** Begin **

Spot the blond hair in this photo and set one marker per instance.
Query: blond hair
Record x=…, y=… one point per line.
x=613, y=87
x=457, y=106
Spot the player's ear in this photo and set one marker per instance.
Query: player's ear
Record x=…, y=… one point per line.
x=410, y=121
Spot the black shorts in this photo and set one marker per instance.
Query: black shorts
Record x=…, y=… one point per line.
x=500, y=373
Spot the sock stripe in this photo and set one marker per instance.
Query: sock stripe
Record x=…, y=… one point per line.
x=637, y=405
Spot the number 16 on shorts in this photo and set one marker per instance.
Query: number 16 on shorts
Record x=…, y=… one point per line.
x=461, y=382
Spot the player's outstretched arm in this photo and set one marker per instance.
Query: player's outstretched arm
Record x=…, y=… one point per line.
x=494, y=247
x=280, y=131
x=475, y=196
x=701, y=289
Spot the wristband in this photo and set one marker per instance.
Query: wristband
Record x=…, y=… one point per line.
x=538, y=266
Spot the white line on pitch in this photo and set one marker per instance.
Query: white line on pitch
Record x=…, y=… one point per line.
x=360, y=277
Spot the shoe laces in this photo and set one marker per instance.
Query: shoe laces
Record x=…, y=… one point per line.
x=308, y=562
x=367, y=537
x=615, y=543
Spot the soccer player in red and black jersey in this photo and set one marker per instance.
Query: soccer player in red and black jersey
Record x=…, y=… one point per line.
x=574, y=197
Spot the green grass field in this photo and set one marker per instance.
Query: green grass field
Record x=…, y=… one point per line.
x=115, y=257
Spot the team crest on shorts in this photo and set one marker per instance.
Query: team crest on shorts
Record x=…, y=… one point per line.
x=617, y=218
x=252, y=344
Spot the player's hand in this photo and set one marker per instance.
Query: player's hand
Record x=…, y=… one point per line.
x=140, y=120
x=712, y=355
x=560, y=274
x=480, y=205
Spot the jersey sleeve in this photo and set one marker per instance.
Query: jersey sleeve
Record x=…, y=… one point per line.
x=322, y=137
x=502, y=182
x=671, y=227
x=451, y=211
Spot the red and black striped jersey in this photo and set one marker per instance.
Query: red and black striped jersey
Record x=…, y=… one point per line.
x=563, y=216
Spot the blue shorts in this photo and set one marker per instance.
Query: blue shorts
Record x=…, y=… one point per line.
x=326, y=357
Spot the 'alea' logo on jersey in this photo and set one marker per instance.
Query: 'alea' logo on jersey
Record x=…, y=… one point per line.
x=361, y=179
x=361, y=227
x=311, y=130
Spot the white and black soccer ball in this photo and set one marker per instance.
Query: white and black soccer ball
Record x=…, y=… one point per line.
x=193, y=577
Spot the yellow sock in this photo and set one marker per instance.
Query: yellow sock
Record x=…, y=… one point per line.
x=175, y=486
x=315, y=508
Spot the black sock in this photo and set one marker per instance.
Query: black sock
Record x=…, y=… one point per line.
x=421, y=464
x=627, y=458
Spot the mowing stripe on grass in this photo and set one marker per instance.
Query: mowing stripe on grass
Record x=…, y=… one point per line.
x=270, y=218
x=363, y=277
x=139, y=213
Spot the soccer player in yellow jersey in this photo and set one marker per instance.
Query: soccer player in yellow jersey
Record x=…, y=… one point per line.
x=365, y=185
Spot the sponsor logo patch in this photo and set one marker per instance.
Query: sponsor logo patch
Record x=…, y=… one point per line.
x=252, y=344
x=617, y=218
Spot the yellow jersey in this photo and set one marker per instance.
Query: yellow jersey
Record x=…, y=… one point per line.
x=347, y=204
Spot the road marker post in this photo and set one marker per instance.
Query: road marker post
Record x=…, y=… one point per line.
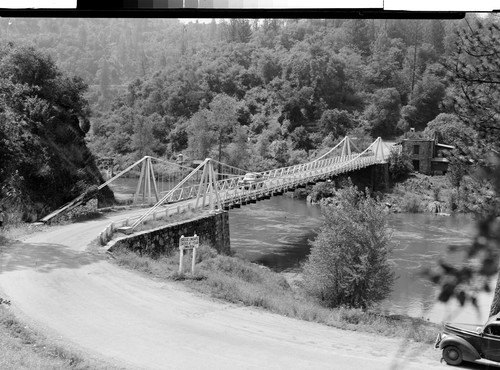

** End **

Exercise goal :: Write out all of the lines above word for word, without the picture.

Exercise result ::
Spot the blond hair in this photo and set one marker per instance.
Query: blond hair
Record x=…, y=… one point per line.
x=613, y=87
x=457, y=106
Spot the player's ear in this photo and set one marker per instance.
Query: player's ear
Record x=…, y=… one point per line.
x=410, y=121
Spot the black shorts in this photo and set one marker per instance.
Query: black shorts
Record x=…, y=… one point per line.
x=500, y=373
Spot the sock stripe in this photo and set one marker per instance.
Query: sock stripe
Record x=…, y=… one point per line.
x=637, y=405
Spot the number 16 on shorts in this photo and set one marker per instance.
Query: number 16 on shorts
Record x=…, y=… one point per line.
x=461, y=382
Spot the player's outstretched arm in this photo and set one marker per instance.
Query: player's outstretched arm
Record x=…, y=… one point per line.
x=494, y=247
x=280, y=131
x=475, y=196
x=701, y=289
Spot the wristband in this photo and set one marker per instance.
Query: wristband
Record x=…, y=… one point per line.
x=538, y=266
Spot the white line on pitch in this photo and set one marker per instance.
Query: white line on pitch
Record x=…, y=… one point per line.
x=360, y=277
Spot the shoe laces in this photo and set one marker per instance.
Query: shoe laces
Record x=…, y=… one point per line.
x=308, y=562
x=367, y=537
x=615, y=543
Spot the soccer player in red and black jersey in this photo and set one marker per instance.
Query: soccer player in red and black jersey
Record x=…, y=… one point per line.
x=574, y=197
Spot the green grass field in this photo and set one marker per instance.
Query: green grass field
Record x=…, y=… one point per line.
x=115, y=257
Spot the team crest on shorts in this photo and set one marker per instance.
Query: team crest on shorts
Record x=…, y=… one point per line.
x=617, y=218
x=252, y=344
Spot the player's hand in this photo and set one marker per instance.
Query: player's hand
Record x=…, y=… one point per line.
x=140, y=120
x=712, y=355
x=560, y=274
x=480, y=205
Spot the jersey sleeve in this photo and set one marker per instance.
Query: jersey sleeve
Record x=…, y=… one point per line.
x=322, y=137
x=502, y=182
x=671, y=227
x=451, y=211
Spot the red and black striped jersey in this photo and set one marker per instance.
Query: red and black striped jersey
Record x=…, y=… one point per line.
x=563, y=216
Spot the blue shorts in this photo and set one marker per instance.
Query: blue shorts
Record x=…, y=… one point per line.
x=326, y=357
Spot the 'alea' logo on jersey in this photo and set one marker per instance.
Query: 'alea' logo on jersey
Record x=…, y=… one point per line.
x=361, y=179
x=361, y=227
x=311, y=130
Spot the white and black soccer ball in this photo and set one marker per instance.
Query: white and black soccer ball
Record x=…, y=… one point per line.
x=193, y=577
Spot the yellow sock in this photo and set one marker per instance.
Query: yellow sock
Record x=…, y=… one point per line.
x=175, y=486
x=315, y=508
Spot the black sock in this photo and set one marker per instance.
Query: black sock
Record x=…, y=… one point per line.
x=421, y=464
x=627, y=458
Spot the mowing stripe on grass in this photo and set one marker per instance.
Query: mowing stripe on grass
Record x=…, y=… one point per line.
x=270, y=218
x=363, y=277
x=139, y=213
Spot the soccer player in yellow jersey in this photo and set one marker per instance.
Query: soccer player in yellow jersey
Record x=…, y=… one point per line.
x=365, y=185
Spot the sponsor logo patch in this photo and set one marker per instance.
Query: sponsor logo patch
Record x=…, y=… one point per line.
x=252, y=344
x=617, y=218
Spot the yellow jersey in this photo and set one marker per instance.
Query: yellow jersey
Record x=…, y=… one point per line.
x=347, y=204
Spot the road marker post in this photo and set one marker per instance.
Query: road marker post
Record x=…, y=… one point per line.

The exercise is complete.